(Image-grounded pointing data)
-- Opening Marker --

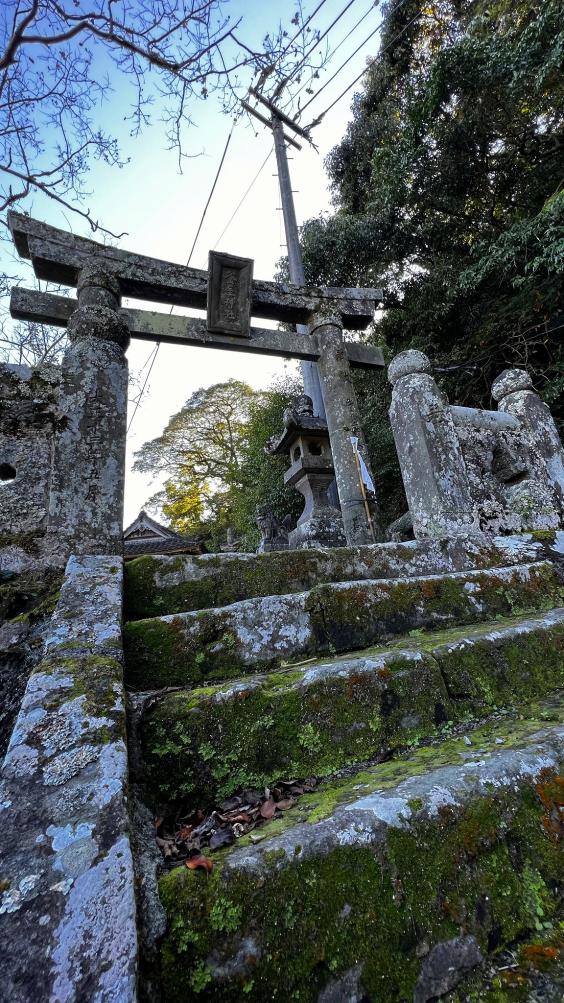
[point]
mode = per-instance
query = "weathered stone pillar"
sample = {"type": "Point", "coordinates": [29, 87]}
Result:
{"type": "Point", "coordinates": [343, 422]}
{"type": "Point", "coordinates": [86, 496]}
{"type": "Point", "coordinates": [514, 391]}
{"type": "Point", "coordinates": [433, 466]}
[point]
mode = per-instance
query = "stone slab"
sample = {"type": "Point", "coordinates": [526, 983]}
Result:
{"type": "Point", "coordinates": [67, 910]}
{"type": "Point", "coordinates": [160, 585]}
{"type": "Point", "coordinates": [389, 884]}
{"type": "Point", "coordinates": [59, 256]}
{"type": "Point", "coordinates": [152, 325]}
{"type": "Point", "coordinates": [312, 720]}
{"type": "Point", "coordinates": [259, 634]}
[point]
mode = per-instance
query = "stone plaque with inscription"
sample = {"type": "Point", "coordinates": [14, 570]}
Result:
{"type": "Point", "coordinates": [230, 282]}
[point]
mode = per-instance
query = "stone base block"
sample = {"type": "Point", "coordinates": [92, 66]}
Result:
{"type": "Point", "coordinates": [322, 531]}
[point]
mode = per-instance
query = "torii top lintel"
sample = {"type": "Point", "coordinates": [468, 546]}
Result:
{"type": "Point", "coordinates": [59, 256]}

-- Closing Marker --

## WORK ITEM
Write down all the entries exactly, but not the pictures they hold.

## ANSWER TO THIS TASK
[point]
mode = per-instance
query = "weathered stone pillar"
sample = {"type": "Point", "coordinates": [29, 87]}
Result:
{"type": "Point", "coordinates": [343, 422]}
{"type": "Point", "coordinates": [86, 496]}
{"type": "Point", "coordinates": [514, 391]}
{"type": "Point", "coordinates": [433, 466]}
[point]
mode = per-instance
query = "stone slab"
sample = {"type": "Point", "coordinates": [526, 983]}
Result:
{"type": "Point", "coordinates": [67, 910]}
{"type": "Point", "coordinates": [160, 585]}
{"type": "Point", "coordinates": [389, 884]}
{"type": "Point", "coordinates": [59, 256]}
{"type": "Point", "coordinates": [152, 325]}
{"type": "Point", "coordinates": [312, 720]}
{"type": "Point", "coordinates": [259, 634]}
[point]
mode = per-instance
query = "stone plaque with inscription"
sample = {"type": "Point", "coordinates": [14, 570]}
Result:
{"type": "Point", "coordinates": [230, 282]}
[point]
mode = per-instance
query = "stone base block"
sample = {"type": "Point", "coordinates": [92, 66]}
Result:
{"type": "Point", "coordinates": [322, 531]}
[point]
mode = per-instance
query = "torii top lintel"
sample = {"type": "Point", "coordinates": [468, 546]}
Result:
{"type": "Point", "coordinates": [59, 256]}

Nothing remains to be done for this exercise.